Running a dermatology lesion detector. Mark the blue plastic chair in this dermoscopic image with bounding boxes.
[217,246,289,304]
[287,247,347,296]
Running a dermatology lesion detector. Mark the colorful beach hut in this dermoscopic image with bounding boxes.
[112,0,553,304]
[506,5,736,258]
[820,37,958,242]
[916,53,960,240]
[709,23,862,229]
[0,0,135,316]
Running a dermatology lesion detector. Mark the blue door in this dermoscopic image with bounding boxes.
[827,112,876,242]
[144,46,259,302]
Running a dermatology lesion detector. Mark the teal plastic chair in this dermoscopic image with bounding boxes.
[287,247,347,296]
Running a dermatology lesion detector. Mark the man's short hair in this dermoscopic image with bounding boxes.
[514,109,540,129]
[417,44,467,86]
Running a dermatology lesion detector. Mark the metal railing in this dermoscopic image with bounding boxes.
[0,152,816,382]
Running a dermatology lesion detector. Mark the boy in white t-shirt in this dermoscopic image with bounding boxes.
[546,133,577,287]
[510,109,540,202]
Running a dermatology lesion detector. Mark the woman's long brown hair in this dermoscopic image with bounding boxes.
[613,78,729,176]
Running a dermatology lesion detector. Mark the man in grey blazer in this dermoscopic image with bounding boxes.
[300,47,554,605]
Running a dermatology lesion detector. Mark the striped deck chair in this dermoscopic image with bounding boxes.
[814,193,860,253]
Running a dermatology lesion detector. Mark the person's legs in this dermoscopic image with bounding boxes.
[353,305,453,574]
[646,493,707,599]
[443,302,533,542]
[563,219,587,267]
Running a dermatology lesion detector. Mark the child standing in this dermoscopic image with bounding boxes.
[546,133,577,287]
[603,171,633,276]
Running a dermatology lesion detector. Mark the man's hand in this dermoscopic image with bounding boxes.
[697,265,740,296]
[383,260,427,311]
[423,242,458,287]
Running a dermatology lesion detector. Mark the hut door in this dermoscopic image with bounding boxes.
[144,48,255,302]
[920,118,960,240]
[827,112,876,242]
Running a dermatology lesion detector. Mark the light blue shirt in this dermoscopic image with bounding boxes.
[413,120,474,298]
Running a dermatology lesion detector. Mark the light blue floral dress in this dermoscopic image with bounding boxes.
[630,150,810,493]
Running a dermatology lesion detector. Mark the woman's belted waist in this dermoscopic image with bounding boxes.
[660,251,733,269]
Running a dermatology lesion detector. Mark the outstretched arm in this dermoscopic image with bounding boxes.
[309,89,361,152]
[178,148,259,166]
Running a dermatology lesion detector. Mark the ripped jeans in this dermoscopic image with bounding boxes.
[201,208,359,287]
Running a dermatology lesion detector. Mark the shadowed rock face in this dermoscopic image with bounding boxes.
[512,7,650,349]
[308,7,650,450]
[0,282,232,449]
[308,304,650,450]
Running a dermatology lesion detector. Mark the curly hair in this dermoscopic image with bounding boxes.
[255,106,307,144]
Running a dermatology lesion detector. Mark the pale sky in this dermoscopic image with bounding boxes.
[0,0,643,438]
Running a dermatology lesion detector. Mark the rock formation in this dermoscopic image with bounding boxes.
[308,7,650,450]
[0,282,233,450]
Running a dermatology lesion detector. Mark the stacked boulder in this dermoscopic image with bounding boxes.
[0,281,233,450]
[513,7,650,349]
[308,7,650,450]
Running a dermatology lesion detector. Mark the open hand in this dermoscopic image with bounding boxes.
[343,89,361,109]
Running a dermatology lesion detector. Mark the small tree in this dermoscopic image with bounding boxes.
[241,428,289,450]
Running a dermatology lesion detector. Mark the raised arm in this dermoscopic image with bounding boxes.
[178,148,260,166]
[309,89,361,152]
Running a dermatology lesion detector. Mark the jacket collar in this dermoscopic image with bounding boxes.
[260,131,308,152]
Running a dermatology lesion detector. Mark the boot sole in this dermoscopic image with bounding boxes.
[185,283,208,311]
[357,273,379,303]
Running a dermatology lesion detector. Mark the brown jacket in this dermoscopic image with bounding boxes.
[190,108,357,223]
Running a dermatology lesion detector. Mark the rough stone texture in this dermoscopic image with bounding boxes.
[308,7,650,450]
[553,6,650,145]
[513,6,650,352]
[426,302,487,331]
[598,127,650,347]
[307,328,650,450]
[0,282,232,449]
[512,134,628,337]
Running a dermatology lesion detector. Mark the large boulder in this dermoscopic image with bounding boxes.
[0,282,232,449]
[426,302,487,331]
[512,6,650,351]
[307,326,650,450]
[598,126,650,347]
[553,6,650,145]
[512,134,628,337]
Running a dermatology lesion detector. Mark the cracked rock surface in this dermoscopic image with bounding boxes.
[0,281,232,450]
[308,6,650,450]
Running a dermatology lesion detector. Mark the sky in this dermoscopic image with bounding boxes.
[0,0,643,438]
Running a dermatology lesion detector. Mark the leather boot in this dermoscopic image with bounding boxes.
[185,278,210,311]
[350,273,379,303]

- - -

◆ **Task**: Quote every one of the entries above word for word, keeping them in their original order.

◆ **Result**:
Running a dermatology lesion detector. Mark the blue plastic chair in this dermoscopic image with bounding boxes.
[217,246,289,304]
[287,247,347,296]
Running a dermatology lesion detector. Mark the colorful beach hut in this dermoscopic image with bounding boxes.
[112,0,553,304]
[506,5,736,258]
[820,37,958,242]
[916,53,960,240]
[709,23,862,229]
[0,0,135,316]
Running a dermatology lesion detector. Mark the blue door in this dermoscopic image with bounding boxes.
[827,112,876,242]
[144,46,259,302]
Running a dermatology lesion detector. Mark the teal plastic chair in this dermoscopic image with bounding boxes.
[287,247,347,296]
Running a dermatology lesion detector. Mark the man's short hair in this dermoscopic image with bounding boxes.
[514,109,540,129]
[417,44,467,86]
Running a dermatology lesion detector. Mark the metal railing in this dermoscopic image with bounding boxes.
[0,152,816,382]
Running a dermatology lesion detector. Mark the boy in white t-shirt in this dermoscopic image with bounding boxes.
[546,133,577,287]
[510,109,540,202]
Running a dermatology lesion detector. Mark the woman's long brown hair in this dermoscopic image with bounding boxes.
[613,78,729,176]
Running a dermatology lesion detector. Mark the man in grey blazer in this dermoscopic image with bounding boxes.
[300,47,554,605]
Running a dermatology lesion detector. Mark the striped deck chair in this dermoscopic image with bounding boxes.
[814,193,860,253]
Running a dermatology lesion detector. Mark the person's legs in this dermoscopic image with bounding boxes.
[353,305,453,574]
[646,493,707,599]
[443,302,533,542]
[563,219,587,267]
Running a dermatology lesion detector. Mark the child standing in this dermoscopic image with bounding boxes.
[546,133,577,287]
[603,171,633,276]
Running a dermatology lesion detector. Mark the man's hand in this dermoscopic image with bounding boxes.
[697,265,740,296]
[383,260,427,311]
[423,242,458,287]
Running a dermatology lesion detector. Mark the hut door in this dermoscopic image with bounding boxes.
[144,48,255,302]
[920,118,960,240]
[827,112,876,242]
Running a dermatology lesion detector. Mark the light blue shirt in this dermoscopic image with bounding boxes.
[413,120,474,298]
Running a dermatology lesion detector. Mark the light blue floral dress in this dermoscopic image with bounding boxes.
[630,150,810,493]
Running a dermatology lesion detector. Mark the woman's belted waist in this dermoscopic image with bounding boxes.
[660,251,733,269]
Running a dermatology lesion detector. Mark the outstretched arm in this dermoscopic image with bounding boxes.
[309,89,361,152]
[178,148,259,166]
Running a dermatology lesion detector. Mark the ripped jeans in this dermoscopic image with bounding boxes.
[201,208,359,287]
Running a dermatology lesion detector. Mark the shadowed rock face in this dermoscopic image with bounding boxes.
[512,7,650,349]
[308,7,650,450]
[0,282,232,449]
[308,304,650,450]
Running a dermatology lesion detector. Mark the curly hair in this dermoscopic image with bounding boxes.
[255,106,307,144]
Running a dermatology lesion detector. Mark the pale sky in this dermoscopic image with bounding boxes.
[0,0,643,438]
Running a dermatology lesion detector. Mark the rock formation in this dermoscopic image with bounding boxes.
[308,7,650,450]
[0,282,233,450]
Running a dermatology lesion detector. Mark the stacked boulder in this dermoscopic image with bounding boxes.
[0,281,233,450]
[513,7,650,349]
[308,7,650,450]
Running a dermatology lesion detector. Mark the open hand in this dermoscopic image with bounding boxes.
[343,89,361,109]
Running a dermatology lesion detector. Mark the small tree in this dermoscopic image with bounding boxes.
[241,428,289,450]
Running a dermatology lesion detector. Mark the raised arm in this dermoscopic image with bounding boxes.
[178,148,260,166]
[309,89,361,152]
Running a dermatology lesion detector. Mark the jacket collar in this dermoscopic image with bounding boxes.
[260,131,308,152]
Running a dermatology lesion detector. Mark the boot sole in this dermoscopic image with bounding boxes.
[185,283,208,311]
[357,273,379,303]
Running a dermatology lesion detector. Mark the brown jacket in this dermoscopic image with bounding boxes.
[190,108,357,223]
Running a dermatology lesion detector. Mark the rough stone texture in this dermoscopic image with bounding boxes.
[308,7,650,450]
[553,6,650,145]
[513,6,650,352]
[426,302,487,331]
[598,127,650,347]
[307,328,650,450]
[0,282,232,449]
[512,134,628,337]
Running a dermatology lesion detector. Mark the large boulder in this dermoscopic image with bounding boxes.
[0,282,232,449]
[426,302,487,331]
[512,6,650,351]
[307,326,650,450]
[598,126,650,347]
[553,6,650,145]
[512,134,628,337]
Running a dermatology lesion detector. Mark the cracked rock surface in this dermoscopic image with bounding boxes.
[0,281,232,450]
[308,6,650,450]
Running a dermatology lesion detector. Mark the sky in this dermoscopic image with bounding boxes.
[0,0,643,438]
Running a dermatology lesion detector. Mark the leather boot in this dermoscopic image with bounding boxes.
[185,278,210,311]
[350,273,379,303]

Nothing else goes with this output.